* **Exercise details**
Every line of the data must be retyped exactly as it stands.

Natural-language object grounding data:

==*==

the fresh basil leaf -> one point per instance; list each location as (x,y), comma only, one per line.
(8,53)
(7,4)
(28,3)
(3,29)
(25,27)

==*==

* **Exercise response**
the fresh basil leaf -> one point per instance; list each location as (x,y), comma only, one per line.
(8,53)
(7,4)
(28,3)
(3,29)
(25,27)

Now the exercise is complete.